— BEGIN MATERIAL TO PROCESS —

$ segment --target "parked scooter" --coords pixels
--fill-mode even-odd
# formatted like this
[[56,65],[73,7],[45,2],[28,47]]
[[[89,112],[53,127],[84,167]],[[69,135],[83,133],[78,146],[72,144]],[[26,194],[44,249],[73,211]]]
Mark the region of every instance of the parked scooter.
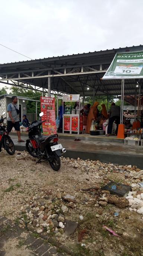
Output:
[[3,112],[0,119],[0,152],[1,151],[1,147],[3,145],[4,149],[10,155],[13,155],[15,153],[15,148],[14,143],[10,136],[8,134],[5,126],[1,125],[6,117],[3,118],[6,114]]
[[41,135],[40,128],[42,123],[41,117],[43,112],[39,114],[40,120],[31,123],[28,130],[29,139],[27,140],[26,147],[28,152],[34,157],[37,157],[39,161],[44,159],[48,161],[51,168],[56,171],[61,167],[60,157],[66,152],[61,144],[58,144],[58,134],[48,136]]

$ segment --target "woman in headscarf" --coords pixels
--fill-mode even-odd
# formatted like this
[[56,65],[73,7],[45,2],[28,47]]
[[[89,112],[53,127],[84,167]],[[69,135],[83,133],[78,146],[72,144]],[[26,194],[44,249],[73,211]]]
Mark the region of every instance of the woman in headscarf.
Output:
[[99,111],[97,108],[97,106],[99,105],[99,102],[96,102],[90,108],[87,121],[86,133],[90,133],[90,130],[92,121],[93,120],[97,121],[98,120]]
[[102,108],[101,110],[101,115],[103,118],[108,119],[108,114],[106,108],[105,104],[102,104],[101,105]]

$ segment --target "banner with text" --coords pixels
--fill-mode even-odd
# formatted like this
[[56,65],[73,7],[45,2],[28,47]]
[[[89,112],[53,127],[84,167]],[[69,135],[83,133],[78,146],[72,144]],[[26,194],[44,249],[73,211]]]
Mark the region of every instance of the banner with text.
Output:
[[102,79],[143,78],[143,51],[117,53]]
[[55,98],[41,97],[41,109],[44,114],[42,120],[46,120],[42,125],[43,133],[47,135],[57,133]]

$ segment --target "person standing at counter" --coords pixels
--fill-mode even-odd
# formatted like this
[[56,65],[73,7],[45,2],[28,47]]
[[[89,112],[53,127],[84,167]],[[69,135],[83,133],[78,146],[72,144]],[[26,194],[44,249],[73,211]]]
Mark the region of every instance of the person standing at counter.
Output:
[[61,103],[61,105],[60,106],[58,109],[58,115],[60,118],[60,126],[58,129],[58,132],[62,132],[63,131],[63,115],[64,114],[65,112],[65,103],[63,103],[63,109],[64,113],[63,113],[63,100]]
[[115,134],[116,135],[117,135],[118,126],[120,120],[120,107],[118,106],[116,106],[114,102],[112,103],[110,111],[110,117],[108,125],[107,134],[106,135],[106,136],[109,136],[112,134],[113,124],[115,120],[116,120],[117,124],[117,129]]
[[90,108],[89,114],[88,115],[86,128],[86,133],[90,133],[90,130],[92,121],[97,121],[99,115],[99,110],[97,106],[99,103],[98,102],[95,103],[94,105]]

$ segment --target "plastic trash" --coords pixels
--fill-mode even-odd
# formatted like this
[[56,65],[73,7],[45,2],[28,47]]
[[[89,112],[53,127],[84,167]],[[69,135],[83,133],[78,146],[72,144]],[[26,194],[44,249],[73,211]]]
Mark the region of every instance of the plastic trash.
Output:
[[111,190],[115,190],[117,189],[117,187],[115,185],[113,185],[111,187]]
[[118,235],[118,234],[117,234],[116,233],[115,233],[115,231],[107,227],[106,226],[103,226],[103,228],[105,228],[106,229],[108,230],[108,231],[110,232],[110,233],[111,233],[113,235],[114,235],[115,237],[120,237],[119,235]]
[[82,215],[80,216],[79,219],[80,219],[80,220],[83,220],[83,217]]

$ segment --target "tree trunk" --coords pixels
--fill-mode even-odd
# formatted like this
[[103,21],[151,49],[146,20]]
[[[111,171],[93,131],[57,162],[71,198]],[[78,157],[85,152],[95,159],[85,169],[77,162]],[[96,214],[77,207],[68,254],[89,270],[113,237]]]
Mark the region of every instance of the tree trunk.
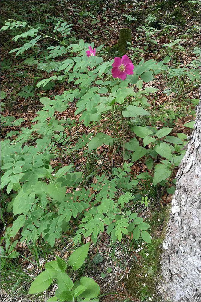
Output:
[[162,244],[164,301],[200,301],[200,101],[185,155],[179,167],[167,233]]

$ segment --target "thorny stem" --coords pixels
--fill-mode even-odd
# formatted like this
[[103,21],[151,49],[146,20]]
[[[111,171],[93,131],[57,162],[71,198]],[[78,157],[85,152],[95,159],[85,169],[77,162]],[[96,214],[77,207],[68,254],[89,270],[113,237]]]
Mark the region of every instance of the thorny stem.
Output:
[[122,124],[122,128],[123,130],[123,163],[122,164],[122,166],[124,165],[124,158],[125,157],[125,143],[124,140],[124,120],[123,119],[123,115],[122,113],[122,107],[121,107],[121,104],[120,104],[120,108],[121,110],[121,123]]

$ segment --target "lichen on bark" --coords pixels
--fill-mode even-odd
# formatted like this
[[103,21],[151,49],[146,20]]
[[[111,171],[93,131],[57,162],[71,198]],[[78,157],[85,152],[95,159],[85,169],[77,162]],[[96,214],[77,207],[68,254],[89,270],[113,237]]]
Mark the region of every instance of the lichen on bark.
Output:
[[167,232],[162,244],[162,300],[200,301],[200,109],[177,175]]

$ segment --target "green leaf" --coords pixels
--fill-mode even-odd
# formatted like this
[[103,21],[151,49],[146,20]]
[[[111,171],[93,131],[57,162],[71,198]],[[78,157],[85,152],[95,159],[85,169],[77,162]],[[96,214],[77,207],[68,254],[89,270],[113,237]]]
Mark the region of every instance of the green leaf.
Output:
[[58,273],[61,271],[56,260],[52,260],[45,265],[46,271],[53,279],[56,279]]
[[47,300],[47,302],[55,302],[58,301],[56,297],[51,297]]
[[29,294],[37,294],[47,289],[53,282],[52,279],[46,271],[42,271],[31,284]]
[[125,148],[127,150],[130,151],[135,151],[139,146],[139,142],[136,137],[135,137],[130,140],[129,143],[125,143]]
[[136,240],[138,240],[140,236],[140,231],[139,227],[135,227],[133,232],[133,238]]
[[68,263],[73,267],[74,271],[79,268],[83,263],[88,254],[90,244],[89,242],[78,247],[70,256]]
[[125,110],[123,111],[124,117],[135,117],[139,115],[150,115],[150,114],[144,109],[136,106],[130,105]]
[[58,266],[59,268],[62,271],[65,272],[67,267],[67,264],[66,262],[63,259],[62,259],[61,258],[58,257],[57,256],[56,256],[56,257],[57,259]]
[[85,286],[87,288],[87,289],[81,294],[81,296],[83,298],[92,299],[97,297],[100,294],[100,287],[91,278],[82,277],[80,282],[80,285]]
[[56,296],[58,296],[58,298],[59,299],[59,301],[73,302],[74,300],[74,296],[71,291],[64,291],[59,294],[57,294],[57,291],[58,291],[58,289],[59,289],[57,290],[55,294]]
[[132,155],[132,162],[134,162],[138,160],[146,154],[148,152],[146,149],[143,148],[143,147],[139,146],[138,147],[137,150],[135,151]]
[[140,75],[140,78],[145,83],[152,81],[153,79],[152,71],[145,71]]
[[164,127],[159,130],[155,134],[159,138],[161,138],[161,137],[164,137],[167,135],[171,132],[173,129],[173,128],[170,128],[169,127]]
[[140,230],[141,230],[143,231],[145,231],[146,230],[148,230],[150,227],[150,226],[146,222],[142,222],[141,223],[139,224],[138,227]]
[[142,127],[141,126],[134,126],[132,130],[134,131],[136,135],[143,138],[153,133],[151,130],[148,129],[146,127]]
[[168,159],[171,159],[172,156],[170,145],[165,143],[162,143],[160,145],[155,146],[154,149],[157,153]]
[[152,242],[151,236],[148,232],[146,231],[141,231],[141,237],[143,240],[148,243],[150,243]]
[[81,294],[87,288],[86,286],[83,286],[82,285],[79,285],[74,290],[74,296],[75,298],[78,296],[81,296]]
[[139,88],[139,89],[142,89],[142,88],[143,84],[143,82],[142,80],[139,80],[137,82],[136,86],[138,88]]
[[113,139],[108,134],[103,132],[99,132],[89,143],[89,152],[90,152],[103,144],[112,146],[113,140]]
[[171,171],[163,164],[159,164],[155,166],[153,183],[153,185],[165,180],[170,175]]
[[183,142],[181,140],[172,135],[167,135],[164,140],[171,144],[177,144],[177,145],[183,145]]
[[155,142],[156,140],[155,138],[154,138],[153,137],[151,137],[149,136],[149,135],[145,137],[143,139],[144,146],[145,147],[147,145],[148,145],[149,144],[150,144],[151,143],[153,143],[154,142]]
[[61,272],[57,277],[57,284],[59,289],[62,291],[70,290],[73,287],[72,281],[67,274]]
[[104,259],[103,257],[100,254],[100,253],[98,253],[95,255],[93,259],[93,262],[95,263],[99,263],[102,262]]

— END MATERIAL TO PROCESS —

WORK INSTRUCTIONS | Show every line of the listing above that contains the string "headscarf", matching case exactly.

EXERCISE OUTPUT |
$ segment --target "woman in headscarf" --coords pixels
Mark the region of every instance of the woman in headscarf.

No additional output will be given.